**En qué consiste:** Copia de nuevo todas estas líneas y cambia "whole pixels" por "integer pixels" en cada una, sin modificar nada más.

**Datos proporcionados:**
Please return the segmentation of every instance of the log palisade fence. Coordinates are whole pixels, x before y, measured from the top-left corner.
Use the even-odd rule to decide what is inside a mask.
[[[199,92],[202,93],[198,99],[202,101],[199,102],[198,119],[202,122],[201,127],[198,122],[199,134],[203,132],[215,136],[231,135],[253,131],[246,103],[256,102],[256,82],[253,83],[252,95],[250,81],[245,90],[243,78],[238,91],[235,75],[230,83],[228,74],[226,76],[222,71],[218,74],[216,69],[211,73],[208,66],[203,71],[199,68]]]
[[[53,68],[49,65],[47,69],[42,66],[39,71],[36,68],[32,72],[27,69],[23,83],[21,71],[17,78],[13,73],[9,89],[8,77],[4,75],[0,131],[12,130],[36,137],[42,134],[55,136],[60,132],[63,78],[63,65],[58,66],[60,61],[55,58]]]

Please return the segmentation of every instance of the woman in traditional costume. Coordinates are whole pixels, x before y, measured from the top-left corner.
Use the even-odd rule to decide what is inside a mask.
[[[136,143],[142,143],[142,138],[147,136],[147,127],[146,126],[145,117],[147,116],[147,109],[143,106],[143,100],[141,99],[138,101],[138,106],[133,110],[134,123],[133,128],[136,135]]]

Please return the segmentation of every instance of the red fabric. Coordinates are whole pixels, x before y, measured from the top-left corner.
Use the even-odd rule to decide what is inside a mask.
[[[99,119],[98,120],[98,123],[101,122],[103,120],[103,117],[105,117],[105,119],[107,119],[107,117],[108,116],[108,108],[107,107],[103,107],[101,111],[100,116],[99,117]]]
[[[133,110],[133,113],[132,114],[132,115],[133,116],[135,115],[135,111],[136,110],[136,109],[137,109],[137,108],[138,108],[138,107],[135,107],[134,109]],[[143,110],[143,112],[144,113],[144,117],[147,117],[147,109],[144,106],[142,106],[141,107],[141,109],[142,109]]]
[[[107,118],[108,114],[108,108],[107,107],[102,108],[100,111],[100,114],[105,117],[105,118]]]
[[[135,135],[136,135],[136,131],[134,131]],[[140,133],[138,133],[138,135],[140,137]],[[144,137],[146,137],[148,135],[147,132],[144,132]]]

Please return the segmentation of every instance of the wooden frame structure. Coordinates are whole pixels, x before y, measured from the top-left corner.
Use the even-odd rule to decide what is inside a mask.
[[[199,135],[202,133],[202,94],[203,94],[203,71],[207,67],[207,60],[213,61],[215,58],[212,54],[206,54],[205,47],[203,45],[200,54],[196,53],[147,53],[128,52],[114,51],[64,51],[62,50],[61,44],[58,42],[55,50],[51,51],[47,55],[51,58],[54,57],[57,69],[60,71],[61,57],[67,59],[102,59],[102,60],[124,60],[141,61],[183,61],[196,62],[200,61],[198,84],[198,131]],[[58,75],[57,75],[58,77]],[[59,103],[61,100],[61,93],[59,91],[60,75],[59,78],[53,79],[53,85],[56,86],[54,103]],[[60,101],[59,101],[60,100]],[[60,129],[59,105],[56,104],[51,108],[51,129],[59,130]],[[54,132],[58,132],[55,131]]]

**Respuesta final:**
Please return the segmentation of every instance of the log palisade fence. Coordinates are integer pixels, x before y, measured from the top-left corner.
Use the even-odd rule to decide what is inside a mask.
[[[199,92],[202,93],[198,99],[202,101],[199,102],[198,119],[202,122],[201,127],[198,122],[199,134],[203,132],[215,136],[231,135],[253,131],[246,103],[256,102],[256,82],[253,83],[252,95],[250,81],[245,90],[243,78],[238,91],[235,75],[230,83],[228,74],[226,76],[222,71],[218,74],[216,69],[211,73],[208,66],[203,71],[199,68]]]
[[[53,68],[49,65],[47,69],[42,66],[39,71],[36,68],[32,72],[27,69],[23,83],[21,71],[17,78],[13,73],[9,89],[8,77],[4,75],[0,131],[12,130],[36,137],[42,134],[55,136],[60,132],[63,78],[63,65],[58,66],[60,61],[55,58]]]

Please return the segmentation of every instance of the woman in traditional costume. Coordinates are integer pixels, x before y, measured from the top-left corner.
Use the even-odd rule to decide what is inside a mask.
[[[136,143],[142,143],[142,138],[147,136],[147,127],[146,126],[145,117],[147,116],[147,109],[143,106],[143,100],[141,99],[138,101],[138,106],[133,110],[134,123],[133,128],[136,135]]]

Please return the segmentation of every instance of the red fabric. Coordinates are integer pixels, x before y, measured from the top-left corner.
Use the even-odd rule to decide what is inside a mask.
[[[99,119],[98,120],[98,123],[101,122],[103,120],[103,117],[105,117],[105,119],[107,119],[107,117],[108,116],[108,108],[107,107],[103,107],[101,111],[100,116],[99,117]]]
[[[133,110],[133,113],[132,114],[132,115],[133,116],[135,115],[135,111],[136,110],[136,109],[137,109],[137,108],[138,108],[138,107],[135,107],[134,109]],[[143,110],[143,112],[144,113],[144,117],[147,117],[147,109],[144,106],[142,106],[141,107],[141,109],[142,109]]]
[[[107,118],[108,114],[108,108],[107,107],[102,108],[100,111],[100,114],[105,117],[105,118]]]
[[[135,135],[136,135],[136,131],[134,131]],[[140,133],[138,133],[138,135],[140,137]],[[144,137],[146,137],[148,135],[147,132],[144,132]]]

Please return the segmentation of every instance of the wooden frame structure. Coordinates are integer pixels, x before y, measured from the top-left corner.
Use the even-odd rule to decide what is inside a mask.
[[[199,135],[202,133],[202,94],[203,94],[203,71],[207,67],[207,60],[213,61],[215,58],[212,54],[206,54],[205,47],[203,45],[200,54],[196,53],[147,53],[128,52],[114,51],[64,51],[62,50],[61,44],[58,42],[55,50],[51,51],[47,55],[51,58],[54,57],[57,69],[60,71],[61,57],[67,59],[102,59],[102,60],[124,60],[141,61],[183,61],[196,62],[200,61],[198,84],[198,131]],[[58,75],[57,75],[58,77]],[[59,103],[61,100],[61,93],[59,91],[60,75],[59,78],[53,79],[53,85],[56,86],[54,103]],[[60,101],[59,101],[60,100]],[[60,129],[59,105],[56,104],[51,108],[51,129],[59,130]],[[54,132],[58,132],[55,131]]]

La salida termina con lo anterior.